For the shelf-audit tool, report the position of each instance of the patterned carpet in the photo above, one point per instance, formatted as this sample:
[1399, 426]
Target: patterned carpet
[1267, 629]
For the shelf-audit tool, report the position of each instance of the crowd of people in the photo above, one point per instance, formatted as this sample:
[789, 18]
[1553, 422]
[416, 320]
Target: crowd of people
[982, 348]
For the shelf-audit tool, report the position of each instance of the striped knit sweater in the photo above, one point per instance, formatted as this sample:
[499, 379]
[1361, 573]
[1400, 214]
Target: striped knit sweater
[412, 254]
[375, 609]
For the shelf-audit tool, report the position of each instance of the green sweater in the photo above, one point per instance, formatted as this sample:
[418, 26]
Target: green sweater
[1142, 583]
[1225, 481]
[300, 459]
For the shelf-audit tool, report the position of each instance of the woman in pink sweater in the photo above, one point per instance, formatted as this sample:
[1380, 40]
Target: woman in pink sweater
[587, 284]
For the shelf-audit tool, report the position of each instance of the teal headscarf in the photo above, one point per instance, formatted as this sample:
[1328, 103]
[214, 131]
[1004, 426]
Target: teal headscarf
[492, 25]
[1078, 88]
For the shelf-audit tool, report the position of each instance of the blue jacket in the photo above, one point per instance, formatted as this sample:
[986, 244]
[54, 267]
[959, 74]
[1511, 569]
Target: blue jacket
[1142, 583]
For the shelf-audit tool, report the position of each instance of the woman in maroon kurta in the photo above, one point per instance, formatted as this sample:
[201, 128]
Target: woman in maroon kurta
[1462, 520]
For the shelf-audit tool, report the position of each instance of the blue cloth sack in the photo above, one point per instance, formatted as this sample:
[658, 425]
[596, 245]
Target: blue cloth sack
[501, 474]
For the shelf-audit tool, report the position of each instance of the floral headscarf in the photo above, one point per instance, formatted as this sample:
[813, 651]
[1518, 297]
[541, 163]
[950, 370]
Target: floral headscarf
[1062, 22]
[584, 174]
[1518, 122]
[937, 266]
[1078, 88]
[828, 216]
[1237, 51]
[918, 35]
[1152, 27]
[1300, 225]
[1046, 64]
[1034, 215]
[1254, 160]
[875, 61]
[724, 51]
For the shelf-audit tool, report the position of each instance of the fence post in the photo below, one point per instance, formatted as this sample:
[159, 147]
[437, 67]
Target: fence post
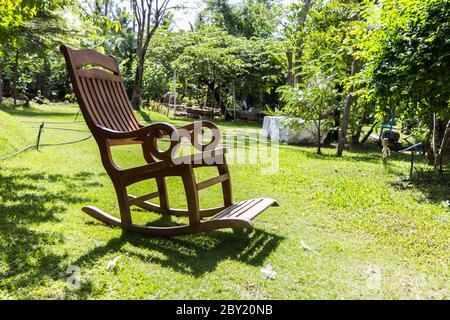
[41, 127]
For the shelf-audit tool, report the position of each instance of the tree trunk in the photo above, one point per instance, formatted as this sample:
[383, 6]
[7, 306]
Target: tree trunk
[444, 142]
[366, 137]
[1, 79]
[290, 75]
[346, 116]
[15, 75]
[136, 97]
[319, 144]
[299, 52]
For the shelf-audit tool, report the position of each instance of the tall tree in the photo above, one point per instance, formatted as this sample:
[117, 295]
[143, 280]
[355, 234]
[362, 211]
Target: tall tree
[149, 15]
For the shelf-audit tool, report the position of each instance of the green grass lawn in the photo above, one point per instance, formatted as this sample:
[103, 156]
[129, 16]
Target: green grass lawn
[346, 228]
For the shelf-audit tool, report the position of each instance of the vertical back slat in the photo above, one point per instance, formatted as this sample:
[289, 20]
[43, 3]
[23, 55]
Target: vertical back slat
[100, 91]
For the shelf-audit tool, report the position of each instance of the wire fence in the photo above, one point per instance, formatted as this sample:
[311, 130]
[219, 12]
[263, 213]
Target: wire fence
[38, 138]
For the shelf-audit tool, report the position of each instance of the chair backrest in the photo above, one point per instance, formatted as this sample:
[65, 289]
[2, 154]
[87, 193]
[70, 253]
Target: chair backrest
[99, 89]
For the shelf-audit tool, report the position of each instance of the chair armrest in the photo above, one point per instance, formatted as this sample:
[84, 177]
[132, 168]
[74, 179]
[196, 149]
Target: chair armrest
[193, 130]
[149, 136]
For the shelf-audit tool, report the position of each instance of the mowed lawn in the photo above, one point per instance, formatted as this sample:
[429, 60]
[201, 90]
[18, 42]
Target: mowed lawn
[346, 228]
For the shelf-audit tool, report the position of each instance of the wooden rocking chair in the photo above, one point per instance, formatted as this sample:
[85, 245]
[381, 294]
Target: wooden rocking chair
[101, 95]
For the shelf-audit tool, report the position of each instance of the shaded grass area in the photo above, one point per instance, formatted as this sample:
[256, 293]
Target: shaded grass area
[372, 234]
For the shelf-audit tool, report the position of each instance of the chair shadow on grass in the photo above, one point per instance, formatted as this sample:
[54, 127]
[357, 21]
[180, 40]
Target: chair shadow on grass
[194, 255]
[26, 202]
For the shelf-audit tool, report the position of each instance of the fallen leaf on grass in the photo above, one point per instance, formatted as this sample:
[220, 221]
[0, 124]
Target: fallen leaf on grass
[267, 272]
[113, 263]
[305, 246]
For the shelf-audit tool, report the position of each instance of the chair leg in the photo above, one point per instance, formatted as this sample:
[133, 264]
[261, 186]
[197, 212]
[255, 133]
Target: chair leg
[190, 188]
[124, 205]
[226, 185]
[163, 196]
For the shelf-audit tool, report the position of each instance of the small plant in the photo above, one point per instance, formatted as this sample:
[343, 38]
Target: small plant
[312, 101]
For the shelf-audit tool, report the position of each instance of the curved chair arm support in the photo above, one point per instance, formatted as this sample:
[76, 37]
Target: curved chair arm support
[149, 136]
[193, 130]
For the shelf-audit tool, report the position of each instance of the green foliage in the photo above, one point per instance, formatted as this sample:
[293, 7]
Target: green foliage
[248, 18]
[412, 68]
[355, 216]
[312, 102]
[211, 60]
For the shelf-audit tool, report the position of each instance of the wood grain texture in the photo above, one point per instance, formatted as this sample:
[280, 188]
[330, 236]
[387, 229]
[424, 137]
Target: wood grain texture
[105, 106]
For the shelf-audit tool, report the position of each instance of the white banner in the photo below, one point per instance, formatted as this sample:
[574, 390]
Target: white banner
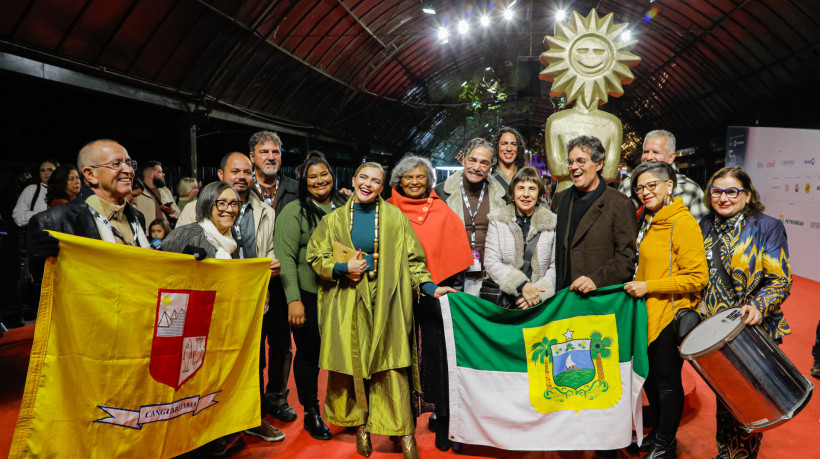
[784, 165]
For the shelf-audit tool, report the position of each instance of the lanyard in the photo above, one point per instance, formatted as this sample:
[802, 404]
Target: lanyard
[237, 228]
[115, 231]
[270, 200]
[470, 210]
[644, 229]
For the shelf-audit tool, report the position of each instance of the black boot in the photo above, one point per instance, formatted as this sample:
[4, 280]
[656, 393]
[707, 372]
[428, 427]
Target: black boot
[649, 441]
[664, 448]
[315, 425]
[443, 433]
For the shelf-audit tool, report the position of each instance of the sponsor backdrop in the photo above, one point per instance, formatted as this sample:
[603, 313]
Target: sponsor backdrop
[785, 168]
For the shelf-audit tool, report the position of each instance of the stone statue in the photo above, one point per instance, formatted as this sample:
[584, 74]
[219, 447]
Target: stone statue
[587, 61]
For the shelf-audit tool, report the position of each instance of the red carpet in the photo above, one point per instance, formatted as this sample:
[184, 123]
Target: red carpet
[797, 438]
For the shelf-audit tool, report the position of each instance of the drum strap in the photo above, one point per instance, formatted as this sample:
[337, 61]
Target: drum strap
[717, 259]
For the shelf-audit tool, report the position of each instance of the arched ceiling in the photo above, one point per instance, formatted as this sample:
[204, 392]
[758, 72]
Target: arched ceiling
[374, 72]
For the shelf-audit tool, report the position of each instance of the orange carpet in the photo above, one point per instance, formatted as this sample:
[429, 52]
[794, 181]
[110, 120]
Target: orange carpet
[797, 438]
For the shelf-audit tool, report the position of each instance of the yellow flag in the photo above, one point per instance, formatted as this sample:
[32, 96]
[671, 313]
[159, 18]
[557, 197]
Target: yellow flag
[141, 353]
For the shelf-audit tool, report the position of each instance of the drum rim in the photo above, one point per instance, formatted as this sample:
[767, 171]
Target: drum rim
[718, 345]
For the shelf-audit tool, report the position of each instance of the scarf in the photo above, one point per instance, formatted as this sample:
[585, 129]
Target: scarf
[225, 245]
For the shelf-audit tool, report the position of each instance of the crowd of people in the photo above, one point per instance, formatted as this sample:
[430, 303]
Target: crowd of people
[356, 278]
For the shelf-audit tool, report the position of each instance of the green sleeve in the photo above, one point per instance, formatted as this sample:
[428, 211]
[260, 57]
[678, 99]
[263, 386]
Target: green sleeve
[286, 244]
[320, 250]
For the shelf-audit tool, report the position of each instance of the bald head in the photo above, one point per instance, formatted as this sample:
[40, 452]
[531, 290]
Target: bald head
[107, 169]
[236, 169]
[91, 153]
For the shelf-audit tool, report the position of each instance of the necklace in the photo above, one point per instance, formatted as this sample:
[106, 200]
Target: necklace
[371, 274]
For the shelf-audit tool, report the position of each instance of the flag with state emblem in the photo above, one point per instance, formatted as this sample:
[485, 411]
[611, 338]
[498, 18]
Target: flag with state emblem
[140, 353]
[563, 375]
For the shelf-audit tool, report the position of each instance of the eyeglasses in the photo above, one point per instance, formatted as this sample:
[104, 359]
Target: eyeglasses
[581, 162]
[731, 193]
[649, 186]
[117, 164]
[222, 205]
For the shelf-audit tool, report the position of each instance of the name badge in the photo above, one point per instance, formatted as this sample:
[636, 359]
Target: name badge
[476, 266]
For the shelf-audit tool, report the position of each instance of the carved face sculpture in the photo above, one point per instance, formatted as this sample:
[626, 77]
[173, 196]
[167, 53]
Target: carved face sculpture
[590, 56]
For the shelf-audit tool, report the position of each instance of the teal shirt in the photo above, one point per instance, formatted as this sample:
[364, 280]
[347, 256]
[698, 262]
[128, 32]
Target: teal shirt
[290, 239]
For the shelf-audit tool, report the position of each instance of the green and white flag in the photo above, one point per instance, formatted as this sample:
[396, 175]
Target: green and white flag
[563, 375]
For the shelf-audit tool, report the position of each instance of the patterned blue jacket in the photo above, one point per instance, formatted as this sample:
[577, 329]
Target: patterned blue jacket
[760, 271]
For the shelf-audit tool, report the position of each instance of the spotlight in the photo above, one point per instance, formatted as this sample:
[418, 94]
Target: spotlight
[443, 34]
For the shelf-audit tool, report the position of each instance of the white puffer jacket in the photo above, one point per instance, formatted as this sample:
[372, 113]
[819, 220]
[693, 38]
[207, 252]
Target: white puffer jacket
[504, 250]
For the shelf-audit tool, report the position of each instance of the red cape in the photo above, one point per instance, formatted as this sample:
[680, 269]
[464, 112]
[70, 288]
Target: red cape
[440, 231]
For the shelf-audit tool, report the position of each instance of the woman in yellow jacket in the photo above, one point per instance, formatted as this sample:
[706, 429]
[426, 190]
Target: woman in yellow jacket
[671, 273]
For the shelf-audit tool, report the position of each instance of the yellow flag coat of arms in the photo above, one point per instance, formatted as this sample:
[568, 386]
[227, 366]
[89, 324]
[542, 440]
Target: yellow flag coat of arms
[141, 353]
[563, 375]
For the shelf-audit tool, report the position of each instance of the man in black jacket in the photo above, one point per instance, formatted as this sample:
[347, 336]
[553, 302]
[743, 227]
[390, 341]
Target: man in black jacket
[275, 190]
[100, 211]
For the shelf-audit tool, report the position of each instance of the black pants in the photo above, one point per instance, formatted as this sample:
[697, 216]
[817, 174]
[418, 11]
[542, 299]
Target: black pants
[280, 355]
[664, 388]
[306, 359]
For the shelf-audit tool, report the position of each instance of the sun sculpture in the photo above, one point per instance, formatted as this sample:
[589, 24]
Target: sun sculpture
[587, 62]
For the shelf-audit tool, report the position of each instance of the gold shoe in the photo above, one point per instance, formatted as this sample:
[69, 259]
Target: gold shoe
[408, 447]
[363, 445]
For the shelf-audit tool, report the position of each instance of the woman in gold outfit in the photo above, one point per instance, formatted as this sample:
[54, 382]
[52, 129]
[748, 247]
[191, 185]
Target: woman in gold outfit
[366, 312]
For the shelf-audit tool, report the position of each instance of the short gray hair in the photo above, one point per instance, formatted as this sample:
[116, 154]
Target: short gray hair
[670, 139]
[207, 198]
[407, 164]
[262, 137]
[481, 142]
[588, 144]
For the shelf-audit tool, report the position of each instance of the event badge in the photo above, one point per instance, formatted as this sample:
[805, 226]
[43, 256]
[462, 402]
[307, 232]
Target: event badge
[476, 266]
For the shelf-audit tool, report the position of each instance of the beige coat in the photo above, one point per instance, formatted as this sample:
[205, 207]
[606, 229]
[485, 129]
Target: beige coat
[263, 216]
[146, 204]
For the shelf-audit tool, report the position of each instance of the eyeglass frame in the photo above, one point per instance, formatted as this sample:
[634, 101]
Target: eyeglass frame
[569, 162]
[639, 189]
[235, 204]
[722, 191]
[110, 165]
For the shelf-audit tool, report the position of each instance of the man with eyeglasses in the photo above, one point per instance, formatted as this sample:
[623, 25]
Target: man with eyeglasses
[596, 229]
[156, 200]
[100, 210]
[472, 194]
[253, 232]
[659, 145]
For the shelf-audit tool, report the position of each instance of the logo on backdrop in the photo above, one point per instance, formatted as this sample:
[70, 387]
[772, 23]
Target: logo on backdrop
[180, 334]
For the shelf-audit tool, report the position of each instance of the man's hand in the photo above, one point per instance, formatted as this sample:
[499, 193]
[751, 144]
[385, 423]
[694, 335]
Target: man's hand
[755, 316]
[46, 245]
[583, 284]
[636, 288]
[296, 314]
[441, 291]
[531, 294]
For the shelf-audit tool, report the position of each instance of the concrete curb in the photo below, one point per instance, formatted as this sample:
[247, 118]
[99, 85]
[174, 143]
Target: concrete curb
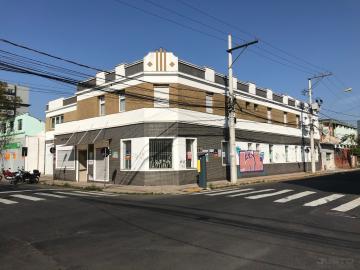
[186, 189]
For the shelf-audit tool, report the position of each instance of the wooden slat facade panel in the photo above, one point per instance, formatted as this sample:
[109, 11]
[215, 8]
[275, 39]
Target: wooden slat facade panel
[141, 96]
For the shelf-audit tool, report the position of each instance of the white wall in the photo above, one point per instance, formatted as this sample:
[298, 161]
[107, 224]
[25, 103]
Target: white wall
[35, 158]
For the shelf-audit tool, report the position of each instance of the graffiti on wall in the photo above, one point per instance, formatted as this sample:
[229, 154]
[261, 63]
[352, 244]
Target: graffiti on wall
[251, 161]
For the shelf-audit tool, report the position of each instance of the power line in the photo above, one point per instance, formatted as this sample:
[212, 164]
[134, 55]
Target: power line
[317, 68]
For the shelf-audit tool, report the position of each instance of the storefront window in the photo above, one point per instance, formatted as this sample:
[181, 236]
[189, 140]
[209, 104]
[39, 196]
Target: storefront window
[160, 153]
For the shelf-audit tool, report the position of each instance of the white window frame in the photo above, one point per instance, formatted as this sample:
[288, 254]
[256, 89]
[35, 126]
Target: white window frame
[161, 97]
[209, 100]
[285, 118]
[122, 98]
[287, 153]
[271, 153]
[228, 154]
[269, 115]
[122, 155]
[65, 148]
[102, 103]
[56, 120]
[193, 151]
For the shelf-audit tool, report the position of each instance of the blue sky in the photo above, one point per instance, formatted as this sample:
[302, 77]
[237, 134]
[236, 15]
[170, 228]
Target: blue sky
[106, 33]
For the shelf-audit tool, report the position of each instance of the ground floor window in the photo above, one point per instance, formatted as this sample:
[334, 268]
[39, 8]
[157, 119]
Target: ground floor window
[65, 157]
[160, 153]
[126, 154]
[190, 153]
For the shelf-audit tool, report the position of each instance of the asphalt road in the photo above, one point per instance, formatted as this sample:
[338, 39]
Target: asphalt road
[307, 224]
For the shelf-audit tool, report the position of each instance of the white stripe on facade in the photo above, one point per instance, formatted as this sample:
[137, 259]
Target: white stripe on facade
[269, 194]
[6, 201]
[229, 192]
[26, 197]
[251, 192]
[324, 200]
[295, 196]
[348, 206]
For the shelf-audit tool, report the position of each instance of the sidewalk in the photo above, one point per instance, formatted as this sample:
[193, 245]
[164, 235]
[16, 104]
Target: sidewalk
[183, 189]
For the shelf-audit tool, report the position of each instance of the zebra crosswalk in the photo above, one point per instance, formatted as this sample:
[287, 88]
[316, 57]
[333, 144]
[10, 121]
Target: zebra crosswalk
[11, 198]
[283, 196]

- Task instructions: Find the lines above holding the word "below" and show them.

- Answer area:
For the shelf-audit tool, report the position of each instance of the fence post in the photo below, one point per instance, formatted as this sample:
For the shelf-audit tool, report the position of each instance of the white banner in the photo below, one point per instance, formatted as this sample:
For the shelf-audit tool, report the position of each instance of the concrete curb in the photo below, one point per instance, formatted as this sample:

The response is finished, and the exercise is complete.